> [GIVEN EXERCISE] Identify each line below that contains the word "task", and copy every such line in full.

> [INPUT]

◆ ◆ ◆ ◆ ◆

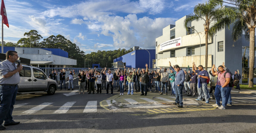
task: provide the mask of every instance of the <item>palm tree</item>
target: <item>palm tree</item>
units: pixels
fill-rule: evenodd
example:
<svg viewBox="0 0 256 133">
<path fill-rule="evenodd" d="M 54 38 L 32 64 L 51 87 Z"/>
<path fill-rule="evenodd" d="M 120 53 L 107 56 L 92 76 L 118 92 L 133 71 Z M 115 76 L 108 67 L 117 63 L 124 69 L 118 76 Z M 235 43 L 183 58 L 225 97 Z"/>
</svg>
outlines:
<svg viewBox="0 0 256 133">
<path fill-rule="evenodd" d="M 199 4 L 194 8 L 194 13 L 189 14 L 190 17 L 184 21 L 184 26 L 187 30 L 188 23 L 193 21 L 205 21 L 206 70 L 208 67 L 208 39 L 211 39 L 217 32 L 227 27 L 229 28 L 230 25 L 235 20 L 236 9 L 223 6 L 222 1 L 223 0 L 209 0 L 205 4 Z"/>
<path fill-rule="evenodd" d="M 232 35 L 234 42 L 239 39 L 243 34 L 245 34 L 246 38 L 249 38 L 249 87 L 253 87 L 256 3 L 255 1 L 252 0 L 230 1 L 237 5 L 238 10 L 238 21 L 235 22 L 233 28 Z"/>
</svg>

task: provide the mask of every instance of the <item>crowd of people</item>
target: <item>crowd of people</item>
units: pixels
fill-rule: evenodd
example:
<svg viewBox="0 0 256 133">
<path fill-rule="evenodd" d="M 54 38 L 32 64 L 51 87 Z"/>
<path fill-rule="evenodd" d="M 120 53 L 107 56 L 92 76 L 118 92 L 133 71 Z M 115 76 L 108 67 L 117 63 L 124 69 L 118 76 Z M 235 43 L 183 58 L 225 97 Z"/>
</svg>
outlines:
<svg viewBox="0 0 256 133">
<path fill-rule="evenodd" d="M 172 66 L 169 62 L 170 69 L 162 68 L 154 71 L 149 72 L 148 65 L 146 64 L 146 69 L 140 68 L 138 69 L 133 68 L 116 69 L 115 70 L 107 70 L 105 67 L 101 71 L 88 68 L 88 70 L 80 70 L 78 74 L 79 94 L 85 93 L 87 90 L 88 94 L 101 94 L 102 89 L 106 89 L 106 95 L 109 94 L 110 86 L 111 94 L 113 94 L 113 89 L 118 88 L 120 95 L 123 95 L 128 88 L 127 95 L 133 95 L 134 93 L 141 93 L 141 95 L 146 96 L 148 92 L 152 92 L 152 87 L 154 85 L 155 90 L 153 92 L 163 95 L 165 89 L 166 95 L 176 97 L 174 104 L 178 107 L 183 107 L 182 93 L 188 96 L 196 96 L 198 92 L 198 96 L 196 100 L 205 101 L 209 103 L 211 99 L 210 94 L 212 94 L 212 98 L 215 99 L 216 103 L 213 106 L 221 109 L 225 109 L 225 106 L 232 106 L 230 92 L 234 85 L 240 89 L 239 81 L 241 76 L 237 71 L 233 74 L 228 68 L 226 67 L 224 62 L 218 67 L 218 71 L 214 65 L 209 72 L 204 69 L 202 66 L 196 66 L 194 63 L 192 64 L 192 71 L 187 72 L 180 69 L 178 65 Z M 106 73 L 107 72 L 107 73 Z M 60 72 L 53 71 L 49 78 L 56 80 L 59 75 L 60 90 L 62 89 L 62 85 L 66 90 L 65 70 L 63 69 Z M 72 87 L 74 89 L 73 80 L 75 73 L 75 71 L 70 71 L 68 76 L 68 88 Z M 210 78 L 209 74 L 211 76 Z M 208 90 L 208 85 L 210 83 L 210 90 Z M 169 87 L 168 90 L 168 87 Z M 138 87 L 138 88 L 137 88 Z M 138 89 L 137 89 L 138 88 Z M 221 105 L 220 102 L 223 101 Z"/>
</svg>

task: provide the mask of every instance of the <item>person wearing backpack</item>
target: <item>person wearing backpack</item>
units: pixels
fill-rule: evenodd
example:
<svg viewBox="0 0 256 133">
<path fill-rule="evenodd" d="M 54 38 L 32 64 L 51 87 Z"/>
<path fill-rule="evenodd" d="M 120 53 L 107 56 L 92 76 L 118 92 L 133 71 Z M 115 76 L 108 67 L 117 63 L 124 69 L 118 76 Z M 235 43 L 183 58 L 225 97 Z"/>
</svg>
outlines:
<svg viewBox="0 0 256 133">
<path fill-rule="evenodd" d="M 70 71 L 70 72 L 68 74 L 68 90 L 70 90 L 70 86 L 71 85 L 72 85 L 72 90 L 74 90 L 74 85 L 73 85 L 73 79 L 74 79 L 74 74 L 72 72 L 72 71 Z"/>
<path fill-rule="evenodd" d="M 239 85 L 239 82 L 241 79 L 241 75 L 237 72 L 237 71 L 235 71 L 235 74 L 234 74 L 234 86 L 236 86 L 236 89 L 238 89 L 239 90 L 240 89 L 240 85 Z"/>
<path fill-rule="evenodd" d="M 231 80 L 231 74 L 225 70 L 223 66 L 221 65 L 218 67 L 219 71 L 217 72 L 214 70 L 215 67 L 215 65 L 213 64 L 212 72 L 213 75 L 218 75 L 218 80 L 214 92 L 216 103 L 213 105 L 213 106 L 218 107 L 221 109 L 224 109 L 226 103 L 227 102 L 228 98 L 230 94 L 229 92 L 230 92 L 231 87 L 229 87 L 230 85 L 230 81 L 232 81 L 232 80 Z M 220 94 L 221 95 L 222 101 L 221 106 L 220 103 Z"/>
</svg>

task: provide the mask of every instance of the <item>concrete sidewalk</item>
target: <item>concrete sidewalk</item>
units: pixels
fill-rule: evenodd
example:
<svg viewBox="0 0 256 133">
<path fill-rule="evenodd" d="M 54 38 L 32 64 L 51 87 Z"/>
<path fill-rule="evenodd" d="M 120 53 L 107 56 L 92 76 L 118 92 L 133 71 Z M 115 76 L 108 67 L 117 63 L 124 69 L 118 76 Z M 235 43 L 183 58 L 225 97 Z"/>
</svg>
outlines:
<svg viewBox="0 0 256 133">
<path fill-rule="evenodd" d="M 243 94 L 256 94 L 256 90 L 247 90 L 243 89 L 240 89 L 241 90 L 239 90 L 238 89 L 234 89 L 231 90 L 231 92 Z"/>
</svg>

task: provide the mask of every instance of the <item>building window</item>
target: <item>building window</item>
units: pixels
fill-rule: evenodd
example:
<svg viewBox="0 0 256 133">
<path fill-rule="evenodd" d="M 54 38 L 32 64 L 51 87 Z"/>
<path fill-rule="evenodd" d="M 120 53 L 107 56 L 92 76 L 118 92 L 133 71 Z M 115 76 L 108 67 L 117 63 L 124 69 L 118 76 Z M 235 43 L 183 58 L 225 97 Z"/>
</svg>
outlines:
<svg viewBox="0 0 256 133">
<path fill-rule="evenodd" d="M 223 51 L 223 41 L 218 42 L 218 52 Z"/>
<path fill-rule="evenodd" d="M 175 57 L 175 50 L 171 50 L 171 57 Z"/>
<path fill-rule="evenodd" d="M 170 33 L 170 40 L 175 38 L 175 29 L 171 30 Z"/>
<path fill-rule="evenodd" d="M 187 48 L 187 55 L 191 55 L 191 47 L 189 47 Z"/>
<path fill-rule="evenodd" d="M 191 29 L 191 34 L 194 34 L 195 33 L 195 26 L 192 26 L 192 29 Z"/>
<path fill-rule="evenodd" d="M 188 30 L 187 30 L 187 35 L 190 35 L 191 34 L 191 29 L 189 27 L 188 27 Z"/>
<path fill-rule="evenodd" d="M 192 55 L 193 54 L 195 54 L 195 47 L 192 47 L 191 49 L 191 54 Z"/>
</svg>

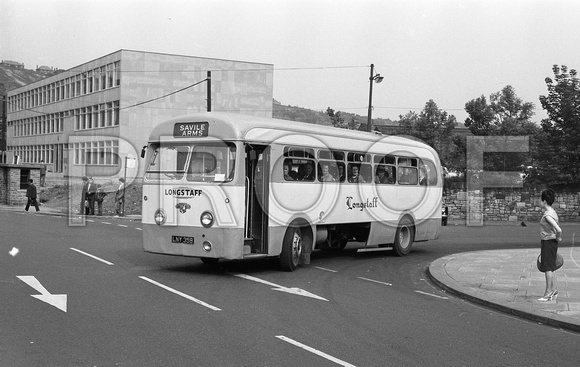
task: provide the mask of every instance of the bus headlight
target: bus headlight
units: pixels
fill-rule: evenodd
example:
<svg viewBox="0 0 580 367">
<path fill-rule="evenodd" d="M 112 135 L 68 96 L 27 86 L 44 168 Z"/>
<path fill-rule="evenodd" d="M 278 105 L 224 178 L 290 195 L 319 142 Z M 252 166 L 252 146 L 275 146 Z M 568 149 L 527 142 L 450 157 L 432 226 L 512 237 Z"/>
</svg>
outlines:
<svg viewBox="0 0 580 367">
<path fill-rule="evenodd" d="M 199 218 L 201 225 L 205 228 L 209 228 L 213 226 L 214 218 L 213 214 L 210 212 L 203 212 L 201 213 L 201 217 Z"/>
<path fill-rule="evenodd" d="M 165 224 L 165 221 L 167 220 L 167 214 L 165 213 L 165 210 L 157 209 L 153 218 L 155 219 L 155 223 L 160 226 Z"/>
</svg>

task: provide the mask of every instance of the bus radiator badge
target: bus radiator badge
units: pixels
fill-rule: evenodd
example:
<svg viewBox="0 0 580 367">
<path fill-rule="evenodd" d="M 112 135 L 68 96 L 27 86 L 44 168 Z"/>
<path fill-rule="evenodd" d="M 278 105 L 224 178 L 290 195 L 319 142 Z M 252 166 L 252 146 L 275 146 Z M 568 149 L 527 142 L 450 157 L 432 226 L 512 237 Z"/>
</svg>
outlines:
<svg viewBox="0 0 580 367">
<path fill-rule="evenodd" d="M 185 214 L 185 212 L 187 211 L 187 209 L 191 209 L 191 205 L 189 205 L 188 203 L 178 203 L 175 206 L 176 209 L 179 209 L 179 212 L 181 214 Z"/>
</svg>

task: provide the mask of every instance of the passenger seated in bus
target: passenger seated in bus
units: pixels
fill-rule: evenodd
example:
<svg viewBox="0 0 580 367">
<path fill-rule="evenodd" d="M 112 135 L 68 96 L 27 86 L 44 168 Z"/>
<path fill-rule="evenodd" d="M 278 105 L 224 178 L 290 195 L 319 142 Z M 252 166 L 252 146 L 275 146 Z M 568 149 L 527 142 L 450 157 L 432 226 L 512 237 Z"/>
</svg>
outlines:
<svg viewBox="0 0 580 367">
<path fill-rule="evenodd" d="M 294 181 L 294 177 L 291 176 L 290 172 L 291 172 L 290 166 L 285 164 L 284 165 L 284 179 L 286 181 Z"/>
<path fill-rule="evenodd" d="M 322 174 L 319 177 L 320 181 L 323 182 L 334 182 L 336 181 L 332 174 L 330 173 L 330 166 L 328 163 L 322 163 Z"/>
<path fill-rule="evenodd" d="M 385 166 L 377 167 L 377 176 L 375 178 L 375 183 L 386 184 L 389 182 L 389 173 L 385 169 Z"/>
<path fill-rule="evenodd" d="M 338 182 L 344 182 L 345 178 L 346 177 L 344 176 L 344 165 L 339 164 L 338 165 Z"/>
<path fill-rule="evenodd" d="M 427 170 L 425 167 L 419 168 L 419 185 L 427 186 Z"/>
<path fill-rule="evenodd" d="M 304 165 L 304 173 L 300 178 L 301 181 L 314 181 L 314 168 L 311 163 Z"/>
<path fill-rule="evenodd" d="M 203 176 L 203 161 L 197 158 L 191 158 L 189 168 L 187 169 L 187 179 L 189 181 L 201 181 Z"/>
<path fill-rule="evenodd" d="M 359 182 L 364 183 L 366 182 L 365 179 L 359 173 L 360 166 L 353 165 L 351 168 L 351 175 L 348 177 L 348 182 Z"/>
</svg>

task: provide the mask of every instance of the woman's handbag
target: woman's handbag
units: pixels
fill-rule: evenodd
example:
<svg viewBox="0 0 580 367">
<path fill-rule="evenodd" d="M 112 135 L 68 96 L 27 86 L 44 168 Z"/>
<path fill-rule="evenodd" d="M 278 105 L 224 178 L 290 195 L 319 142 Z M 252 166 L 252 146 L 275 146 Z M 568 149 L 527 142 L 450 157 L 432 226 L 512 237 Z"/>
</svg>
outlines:
<svg viewBox="0 0 580 367">
<path fill-rule="evenodd" d="M 542 255 L 538 255 L 538 261 L 536 262 L 538 270 L 545 273 L 546 270 L 542 267 Z M 564 258 L 559 253 L 556 253 L 556 270 L 560 269 L 564 265 Z"/>
</svg>

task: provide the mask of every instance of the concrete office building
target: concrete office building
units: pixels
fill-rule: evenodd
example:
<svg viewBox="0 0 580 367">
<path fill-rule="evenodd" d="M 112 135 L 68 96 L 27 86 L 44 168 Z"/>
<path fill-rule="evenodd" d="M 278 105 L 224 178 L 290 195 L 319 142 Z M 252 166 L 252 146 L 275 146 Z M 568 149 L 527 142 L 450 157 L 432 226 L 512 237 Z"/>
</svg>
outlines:
<svg viewBox="0 0 580 367">
<path fill-rule="evenodd" d="M 9 91 L 8 161 L 43 160 L 49 180 L 114 178 L 129 157 L 139 177 L 154 126 L 207 110 L 208 71 L 212 111 L 272 116 L 271 64 L 119 50 Z"/>
</svg>

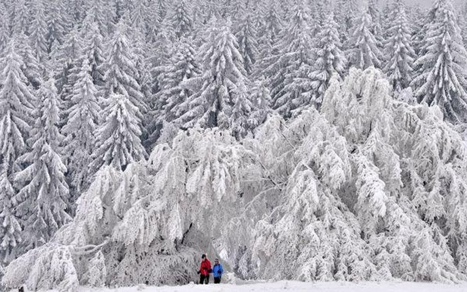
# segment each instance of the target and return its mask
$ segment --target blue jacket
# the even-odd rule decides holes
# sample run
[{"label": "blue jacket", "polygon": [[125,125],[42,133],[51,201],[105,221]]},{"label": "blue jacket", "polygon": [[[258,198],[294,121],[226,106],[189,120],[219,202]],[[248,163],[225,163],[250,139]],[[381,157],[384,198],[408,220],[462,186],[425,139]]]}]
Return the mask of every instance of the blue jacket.
[{"label": "blue jacket", "polygon": [[215,264],[212,268],[212,275],[214,278],[220,277],[223,273],[224,273],[224,269],[222,268],[222,265],[220,263]]}]

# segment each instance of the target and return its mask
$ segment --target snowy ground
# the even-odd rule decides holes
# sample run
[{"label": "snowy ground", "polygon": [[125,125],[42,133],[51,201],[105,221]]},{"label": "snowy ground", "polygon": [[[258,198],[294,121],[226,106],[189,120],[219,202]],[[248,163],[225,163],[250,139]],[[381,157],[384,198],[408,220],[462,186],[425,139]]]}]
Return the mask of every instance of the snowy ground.
[{"label": "snowy ground", "polygon": [[139,287],[115,289],[81,288],[79,292],[466,292],[467,283],[442,284],[411,282],[362,282],[305,283],[292,281],[257,283],[244,285],[220,284],[161,287]]}]

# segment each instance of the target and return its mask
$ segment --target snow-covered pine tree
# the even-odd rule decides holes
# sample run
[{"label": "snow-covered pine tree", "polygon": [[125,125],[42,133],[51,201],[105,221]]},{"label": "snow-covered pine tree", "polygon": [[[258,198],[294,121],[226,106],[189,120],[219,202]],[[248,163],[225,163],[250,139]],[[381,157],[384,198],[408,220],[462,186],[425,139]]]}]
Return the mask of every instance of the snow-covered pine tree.
[{"label": "snow-covered pine tree", "polygon": [[33,3],[32,21],[29,26],[30,38],[33,52],[40,63],[46,60],[48,47],[46,35],[48,32],[45,21],[45,7],[42,0]]},{"label": "snow-covered pine tree", "polygon": [[347,67],[347,59],[341,50],[337,25],[332,12],[326,17],[322,30],[316,38],[317,59],[310,78],[313,80],[311,102],[319,106],[333,74],[336,74],[343,78]]},{"label": "snow-covered pine tree", "polygon": [[15,175],[22,186],[16,195],[17,214],[24,227],[27,249],[42,245],[70,219],[67,167],[60,154],[59,99],[52,77],[41,85],[39,107],[30,141],[31,151],[21,161],[29,165]]},{"label": "snow-covered pine tree", "polygon": [[141,114],[128,95],[114,93],[106,98],[97,130],[91,174],[102,165],[124,169],[146,156],[141,145]]},{"label": "snow-covered pine tree", "polygon": [[21,69],[28,79],[28,85],[36,90],[40,85],[44,72],[43,65],[39,62],[30,45],[29,39],[23,34],[14,36],[16,51],[23,60]]},{"label": "snow-covered pine tree", "polygon": [[[186,128],[199,125],[228,129],[232,126],[234,111],[238,109],[235,107],[248,102],[242,100],[248,98],[244,87],[248,86],[248,81],[238,43],[224,24],[210,29],[208,41],[200,50],[201,75],[194,79],[193,83],[201,88],[180,105],[184,112],[175,123]],[[244,111],[242,114],[248,114]]]},{"label": "snow-covered pine tree", "polygon": [[371,66],[381,68],[382,55],[370,30],[372,26],[371,16],[367,12],[363,13],[356,21],[347,46],[349,66],[361,69]]},{"label": "snow-covered pine tree", "polygon": [[389,26],[389,38],[386,44],[387,56],[383,71],[388,75],[393,90],[400,92],[408,87],[412,80],[413,61],[415,57],[410,39],[410,30],[405,14],[405,4],[397,0]]},{"label": "snow-covered pine tree", "polygon": [[93,136],[100,111],[92,73],[92,69],[85,59],[71,92],[73,106],[69,109],[67,124],[62,129],[66,136],[64,155],[67,158],[72,202],[76,200],[76,196],[81,194],[90,180],[87,167],[92,162]]},{"label": "snow-covered pine tree", "polygon": [[[89,21],[92,22],[89,23]],[[105,85],[103,36],[99,29],[98,23],[92,19],[86,17],[84,25],[88,30],[84,36],[82,51],[86,55],[88,64],[91,66],[93,83],[98,90],[101,90]]]},{"label": "snow-covered pine tree", "polygon": [[136,58],[127,35],[130,28],[122,21],[118,23],[116,30],[109,44],[104,65],[106,70],[103,97],[109,98],[114,94],[123,95],[130,100],[131,104],[138,107],[137,114],[140,115],[148,109],[141,91],[141,85],[136,79],[138,77],[135,63]]},{"label": "snow-covered pine tree", "polygon": [[34,99],[22,64],[12,42],[6,56],[0,59],[0,260],[3,263],[9,262],[21,252],[14,174],[22,169],[18,158],[26,152]]},{"label": "snow-covered pine tree", "polygon": [[352,36],[356,18],[362,13],[362,7],[359,0],[337,0],[334,7],[340,40],[346,45],[348,40]]},{"label": "snow-covered pine tree", "polygon": [[179,117],[180,105],[194,93],[184,87],[183,84],[198,77],[200,65],[192,41],[182,38],[176,46],[177,52],[172,55],[168,64],[163,66],[160,84],[161,90],[157,94],[157,109],[159,111],[159,123],[171,122]]},{"label": "snow-covered pine tree", "polygon": [[270,81],[272,107],[284,117],[310,102],[312,80],[309,78],[314,56],[309,15],[302,4],[293,8],[294,15],[281,39],[266,62],[265,73]]},{"label": "snow-covered pine tree", "polygon": [[11,31],[14,34],[23,34],[28,33],[30,18],[29,7],[26,0],[18,0],[12,5],[14,14],[11,23]]},{"label": "snow-covered pine tree", "polygon": [[48,51],[50,52],[55,41],[62,44],[67,32],[66,12],[63,0],[51,0],[46,15],[47,32],[46,39]]},{"label": "snow-covered pine tree", "polygon": [[238,51],[243,58],[245,70],[247,74],[250,74],[258,57],[258,35],[253,24],[251,14],[247,12],[241,17],[238,22],[238,31],[235,35],[238,42]]},{"label": "snow-covered pine tree", "polygon": [[425,39],[426,54],[414,65],[420,68],[411,85],[419,102],[438,105],[445,118],[467,120],[467,51],[449,0],[439,0],[434,22]]},{"label": "snow-covered pine tree", "polygon": [[170,16],[175,35],[188,37],[193,29],[193,19],[190,2],[186,0],[177,0],[172,8]]}]

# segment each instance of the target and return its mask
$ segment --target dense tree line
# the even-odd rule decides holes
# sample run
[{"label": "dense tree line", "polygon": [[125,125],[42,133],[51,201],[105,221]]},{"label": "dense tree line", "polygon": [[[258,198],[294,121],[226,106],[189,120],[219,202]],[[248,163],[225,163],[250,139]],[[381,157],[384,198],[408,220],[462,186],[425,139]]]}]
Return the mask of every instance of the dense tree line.
[{"label": "dense tree line", "polygon": [[466,7],[2,1],[4,282],[464,278]]}]

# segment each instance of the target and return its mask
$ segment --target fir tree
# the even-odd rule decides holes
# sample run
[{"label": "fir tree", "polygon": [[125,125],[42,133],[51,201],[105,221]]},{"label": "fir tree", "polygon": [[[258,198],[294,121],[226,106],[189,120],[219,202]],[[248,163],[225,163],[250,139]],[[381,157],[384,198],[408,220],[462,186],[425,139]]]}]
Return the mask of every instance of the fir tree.
[{"label": "fir tree", "polygon": [[245,70],[247,74],[251,74],[259,53],[256,41],[258,36],[250,13],[242,17],[235,36],[238,42],[238,50],[243,57]]},{"label": "fir tree", "polygon": [[58,129],[59,100],[54,83],[50,77],[39,89],[31,151],[21,157],[30,164],[15,175],[16,182],[22,186],[16,196],[20,202],[17,214],[24,227],[27,247],[41,245],[71,219],[67,167],[59,148],[63,136]]},{"label": "fir tree", "polygon": [[39,62],[46,60],[48,47],[46,38],[48,32],[45,21],[45,7],[42,0],[34,1],[33,20],[30,26],[30,38],[36,59]]},{"label": "fir tree", "polygon": [[0,60],[0,257],[8,263],[21,252],[20,218],[15,208],[14,174],[22,169],[18,158],[26,151],[33,121],[33,97],[21,71],[22,61],[11,43],[6,55]]},{"label": "fir tree", "polygon": [[[79,194],[89,181],[87,167],[92,162],[95,148],[93,135],[98,125],[99,100],[93,83],[92,69],[84,59],[77,82],[74,84],[67,124],[62,129],[66,136],[64,154],[67,158],[72,195]],[[74,201],[76,198],[72,197]]]},{"label": "fir tree", "polygon": [[340,49],[341,44],[337,28],[334,15],[331,13],[317,37],[317,59],[310,76],[313,80],[314,93],[311,100],[316,105],[321,104],[333,74],[336,74],[342,78],[345,72],[347,59]]},{"label": "fir tree", "polygon": [[366,69],[373,66],[380,68],[382,56],[377,41],[371,32],[371,17],[363,13],[358,20],[349,40],[347,52],[350,66]]},{"label": "fir tree", "polygon": [[467,51],[449,1],[439,0],[435,5],[435,20],[425,38],[426,53],[415,62],[421,70],[411,85],[419,101],[438,105],[452,122],[464,121],[467,119]]},{"label": "fir tree", "polygon": [[[180,105],[185,112],[176,121],[184,127],[230,127],[234,107],[246,98],[242,89],[246,78],[243,58],[235,36],[226,26],[212,28],[209,41],[200,48],[203,71],[200,89]],[[238,95],[241,94],[240,97]]]},{"label": "fir tree", "polygon": [[102,165],[124,169],[146,155],[139,137],[141,113],[138,107],[128,96],[116,94],[109,97],[105,104],[100,115],[103,121],[97,130],[91,174]]},{"label": "fir tree", "polygon": [[170,20],[177,37],[179,39],[188,36],[193,29],[193,20],[189,3],[186,0],[178,0],[172,8]]},{"label": "fir tree", "polygon": [[138,76],[134,62],[136,58],[126,35],[129,30],[129,28],[123,22],[119,23],[110,42],[110,51],[105,65],[106,70],[104,97],[108,98],[114,94],[124,96],[132,104],[138,107],[139,115],[141,112],[146,112],[147,107],[141,91],[141,86],[135,79]]},{"label": "fir tree", "polygon": [[411,44],[405,5],[401,0],[398,0],[394,7],[395,11],[389,29],[390,38],[385,50],[385,55],[389,59],[383,70],[393,89],[399,92],[410,84],[415,52]]}]

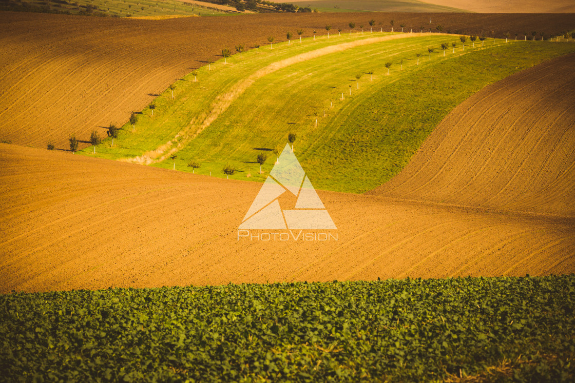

◆ ◆ ◆ ◆ ◆

> [SOLUTION FOR THIS EXERCISE]
task: provide the mask of every instance of the <item>palm tree</item>
task: provide the mask of every instance of the <item>crowd of people</item>
task: provide the mask of every instance of the <item>person wearing backpack</item>
task: provide the mask of every instance of the <item>concrete sidewalk</item>
task: provide the mask of every instance of the <item>building window</item>
task: provide the mask of every instance of the bus headlight
task: provide the mask of every instance of the bus radiator badge
task: provide the mask of every instance of the passenger seated in bus
task: provide the mask of every instance of the woman's handbag
task: provide the mask of every instance of the concrete office building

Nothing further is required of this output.